__TASK ITEM__. Reproduce, word for word, the part of the tamoxifen abstract that begins with the words containing "Pérez Guillermo J" and ends with "2005 Apr 11.".

__SOURCE PASSAGE__.
Pérez Guillermo J
Masonic Medical Research Laboratory, Utica, NY 13501, USA.
J Biol Chem. 2005 Jun 10;280(23):21739-47. doi: 10.1074/jbc.M413953200. Epub 2005 Apr 11.
Tamoxifen has been reported to directly activate large conductance calcium-activated potassium (KCa) channels through the KCa beta1 subunit, suggesting a cardio-protective role of this compound. The present study using knock-out (KO) mice for the KCa channel beta1 subunit was aimed at understanding the molecular mechanisms of the effects of tamoxifen on arterial smooth muscle KCa channels. Single channel studies were conducted in excised patches from cerebral artery myocytes from both wild-type and KO animals. The present data demonstrated that tamoxifen can inhibit arterial KCa channels due to a major decrease in channel open probability (P(o)), a mechanism different from the reduction in single channel amplitude reported previously and also observed in the present work. A tamoxifen-induced decrease in P(o) was present in arterial KCa channels from both wild-type and beta1 KO animals. This inhibition was concentration-dependent and partially reversible with a half-maximal concentration constant IC(50) of 2.6 microm. The effect of tamoxifen was actually dual Single channel kinetic analysis showed that tamoxifen shortens both mean closed time and mean open time; the latter is probably due to an intermediate duration voltage-independent blocking mechanism. Thus, tamoxifen block would predominate when KCa channel P(o) is >0.1-0.2, limiting the maximum P(o), whereas a leftward shift in voltage or Ca(2+) activation curves can be observed for P(o) values lower than those values. This dual effect of tamoxifen appears to be independent of the beta1 subunit. The molecular specificity of tamoxifen, or eventually other xenoestrogen derivatives, for the KCa channel beta1 subunit is uncertain.

__GIVEN DATA__.
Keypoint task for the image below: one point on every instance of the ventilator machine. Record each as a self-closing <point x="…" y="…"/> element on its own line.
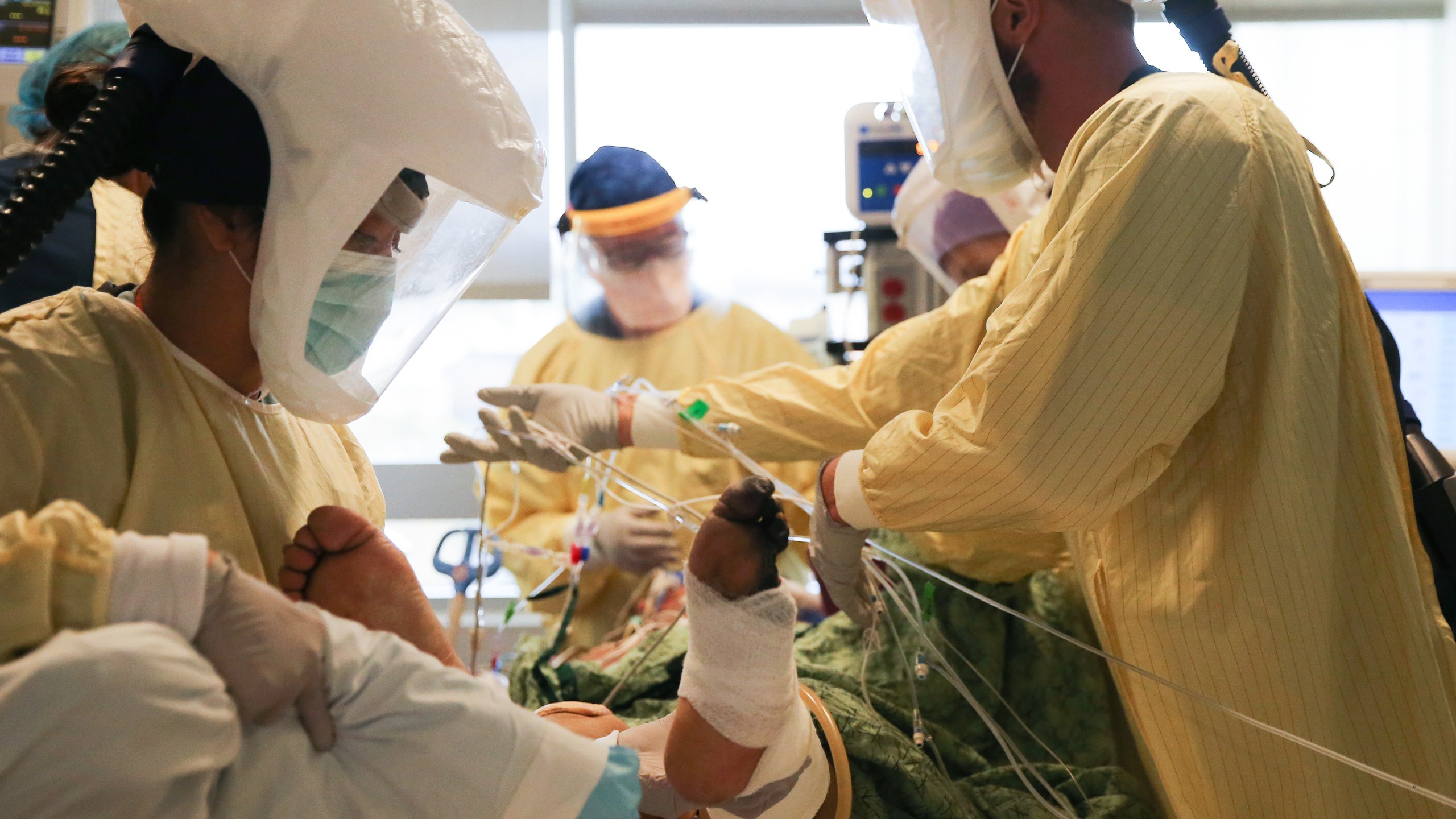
<point x="867" y="266"/>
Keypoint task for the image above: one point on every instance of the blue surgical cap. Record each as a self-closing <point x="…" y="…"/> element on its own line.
<point x="95" y="44"/>
<point x="617" y="177"/>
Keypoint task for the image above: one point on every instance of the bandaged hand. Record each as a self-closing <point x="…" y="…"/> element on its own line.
<point x="634" y="540"/>
<point x="838" y="557"/>
<point x="268" y="651"/>
<point x="580" y="414"/>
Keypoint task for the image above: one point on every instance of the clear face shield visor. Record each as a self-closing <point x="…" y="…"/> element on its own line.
<point x="395" y="278"/>
<point x="950" y="72"/>
<point x="647" y="270"/>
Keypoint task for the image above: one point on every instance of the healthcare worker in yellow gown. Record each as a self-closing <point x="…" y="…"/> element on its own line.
<point x="213" y="398"/>
<point x="648" y="322"/>
<point x="1174" y="365"/>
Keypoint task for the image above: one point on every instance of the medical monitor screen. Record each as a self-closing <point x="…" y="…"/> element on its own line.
<point x="1424" y="325"/>
<point x="25" y="30"/>
<point x="883" y="168"/>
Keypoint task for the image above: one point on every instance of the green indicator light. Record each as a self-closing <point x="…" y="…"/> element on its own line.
<point x="696" y="411"/>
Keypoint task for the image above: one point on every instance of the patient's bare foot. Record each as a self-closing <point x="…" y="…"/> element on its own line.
<point x="344" y="564"/>
<point x="736" y="547"/>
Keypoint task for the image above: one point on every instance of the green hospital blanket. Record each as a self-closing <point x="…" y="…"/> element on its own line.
<point x="1060" y="693"/>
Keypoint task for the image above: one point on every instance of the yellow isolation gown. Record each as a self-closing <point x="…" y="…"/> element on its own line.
<point x="1186" y="377"/>
<point x="123" y="248"/>
<point x="100" y="408"/>
<point x="794" y="411"/>
<point x="55" y="573"/>
<point x="714" y="340"/>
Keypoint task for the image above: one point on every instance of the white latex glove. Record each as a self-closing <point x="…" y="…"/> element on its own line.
<point x="581" y="414"/>
<point x="635" y="540"/>
<point x="836" y="551"/>
<point x="267" y="649"/>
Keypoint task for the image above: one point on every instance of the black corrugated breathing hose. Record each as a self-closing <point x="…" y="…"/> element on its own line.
<point x="105" y="139"/>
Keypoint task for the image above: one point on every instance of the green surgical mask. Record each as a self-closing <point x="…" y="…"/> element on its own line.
<point x="353" y="304"/>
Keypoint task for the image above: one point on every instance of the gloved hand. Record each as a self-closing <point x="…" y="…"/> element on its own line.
<point x="268" y="651"/>
<point x="632" y="540"/>
<point x="581" y="414"/>
<point x="836" y="551"/>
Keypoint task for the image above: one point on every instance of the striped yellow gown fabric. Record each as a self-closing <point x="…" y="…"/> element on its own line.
<point x="1187" y="379"/>
<point x="794" y="411"/>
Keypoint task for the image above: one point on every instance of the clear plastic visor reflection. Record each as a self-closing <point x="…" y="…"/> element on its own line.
<point x="394" y="280"/>
<point x="587" y="261"/>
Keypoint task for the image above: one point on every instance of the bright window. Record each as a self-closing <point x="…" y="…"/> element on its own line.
<point x="753" y="117"/>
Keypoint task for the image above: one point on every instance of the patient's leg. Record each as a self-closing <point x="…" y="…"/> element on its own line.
<point x="734" y="559"/>
<point x="346" y="566"/>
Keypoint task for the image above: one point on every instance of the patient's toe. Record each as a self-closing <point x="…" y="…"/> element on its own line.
<point x="736" y="547"/>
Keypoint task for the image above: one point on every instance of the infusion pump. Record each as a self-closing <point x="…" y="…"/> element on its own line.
<point x="867" y="268"/>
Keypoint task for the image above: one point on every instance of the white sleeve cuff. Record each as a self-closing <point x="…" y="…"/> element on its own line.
<point x="654" y="421"/>
<point x="159" y="581"/>
<point x="849" y="496"/>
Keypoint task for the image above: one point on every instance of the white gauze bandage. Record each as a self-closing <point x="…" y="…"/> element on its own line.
<point x="739" y="672"/>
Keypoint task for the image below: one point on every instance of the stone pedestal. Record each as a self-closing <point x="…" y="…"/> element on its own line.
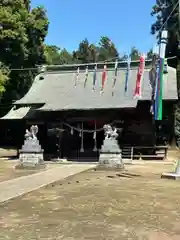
<point x="173" y="175"/>
<point x="31" y="155"/>
<point x="110" y="155"/>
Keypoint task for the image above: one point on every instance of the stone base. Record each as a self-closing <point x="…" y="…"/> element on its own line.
<point x="35" y="167"/>
<point x="31" y="160"/>
<point x="171" y="175"/>
<point x="110" y="161"/>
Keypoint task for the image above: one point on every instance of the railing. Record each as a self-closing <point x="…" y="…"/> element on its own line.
<point x="131" y="152"/>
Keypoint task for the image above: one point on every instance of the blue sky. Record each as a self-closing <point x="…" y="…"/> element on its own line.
<point x="126" y="22"/>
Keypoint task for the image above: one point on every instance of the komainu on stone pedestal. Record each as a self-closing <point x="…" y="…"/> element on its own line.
<point x="110" y="154"/>
<point x="31" y="153"/>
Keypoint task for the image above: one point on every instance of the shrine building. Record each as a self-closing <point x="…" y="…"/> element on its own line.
<point x="70" y="113"/>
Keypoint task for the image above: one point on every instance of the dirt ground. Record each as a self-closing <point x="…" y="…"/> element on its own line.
<point x="98" y="205"/>
<point x="8" y="171"/>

__RESPONSE AREA__.
Pérez Guillermo J
Masonic Medical Research Laboratory, Utica, NY 13501, USA.
J Biol Chem. 2005 Jun 10;280(23):21739-47. doi: 10.1074/jbc.M413953200. Epub 2005 Apr 11.